START READING TEXT

Russia — home of the greatest spammer gang on the Internet so far — has come full circle and is now a confirmed autocracy, complete with assassinations of dissidents overseas and aggressive posturing against border states (Georgia, Ukraine, Moldova). It is just as its leader has always wanted; surely we must be happy for him.

It has been stupid for Westerners to hope for democracy in a country that never had it, whether the country be Russia or any Muslim state. Now those hopes are exploding in the face of the USA and Europe; let's us hope they can live with the mud in their face.

At least the autocracy is not Soviet-style: Putin is too soft: A Stalin or a Khrushchev would not have allowed a rebellious Chechnya for even a moment.

france

France got what it deserves by backing the wrong side in Rwanda ten years ago for the most asinine of reasons, which were pretty much the same reasons the USA used for its invasion of Iraq. Now the Rwandans have kicked out the French. Hail Rwanda! The French are still unwelcome in the Ivory Coast, once prosperous but now derelict and split in two along an internal border that French soldiers patrol. And then there's that French toxic waste! Yes, those Google-hating French folk are really screwing things up for themselves in Africa.

END READING TEXT
START RECORDED DATA

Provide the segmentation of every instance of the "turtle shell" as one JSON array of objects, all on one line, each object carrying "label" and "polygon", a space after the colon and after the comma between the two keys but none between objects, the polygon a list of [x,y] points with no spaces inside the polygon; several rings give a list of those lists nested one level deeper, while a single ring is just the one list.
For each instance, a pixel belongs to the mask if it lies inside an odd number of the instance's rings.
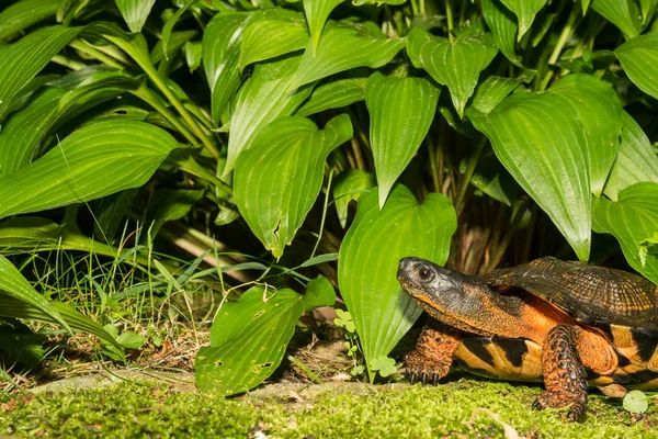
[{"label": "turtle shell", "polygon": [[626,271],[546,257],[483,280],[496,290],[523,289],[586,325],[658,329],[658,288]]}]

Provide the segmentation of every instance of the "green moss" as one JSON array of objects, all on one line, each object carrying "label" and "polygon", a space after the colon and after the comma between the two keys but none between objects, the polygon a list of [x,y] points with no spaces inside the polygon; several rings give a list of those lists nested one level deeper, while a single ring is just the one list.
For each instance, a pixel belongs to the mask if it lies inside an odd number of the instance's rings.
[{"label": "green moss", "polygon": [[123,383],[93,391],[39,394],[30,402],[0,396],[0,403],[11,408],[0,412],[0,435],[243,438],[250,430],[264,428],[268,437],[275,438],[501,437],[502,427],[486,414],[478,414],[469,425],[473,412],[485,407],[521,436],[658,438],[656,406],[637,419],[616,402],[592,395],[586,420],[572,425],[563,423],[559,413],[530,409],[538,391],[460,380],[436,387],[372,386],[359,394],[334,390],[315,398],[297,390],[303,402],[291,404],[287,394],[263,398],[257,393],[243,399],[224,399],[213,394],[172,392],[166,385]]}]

END RECORDED DATA

> _PARTS OF THE EXERCISE_:
A) Which border states does the commentary name as targets of Russia's aggressive posturing?
B) Summarize the commentary in two sentences.
C) Copy the commentary word for word from "France got what" to "themselves in Africa.".

> _YOUR RESPONSES_:
A) Georgia, Ukraine and Moldova.

B) The commentary says Russia has become a confirmed autocracy that assassinates dissidents overseas and postures aggressively against Georgia, Ukraine and Moldova, and that Western hopes for democracy there were stupid, though it calls Putin too soft to be a Stalin or a Khrushchev. It also says France got what it deserved in Africa: the Rwandans have kicked out the French after France backed the wrong side in Rwanda, and the French remain unwelcome in a divided Ivory Coast.

C)
France got what it deserves by backing the wrong side in Rwanda ten years ago for the most asinine of reasons, which were pretty much the same reasons the USA used for its invasion of Iraq. Now the Rwandans have kicked out the French. Hail Rwanda! The French are still unwelcome in the Ivory Coast, once prosperous but now derelict and split in two along an internal border that French soldiers patrol. And then there's that French toxic waste! Yes, those Google-hating French folk are really screwing things up for themselves in Africa.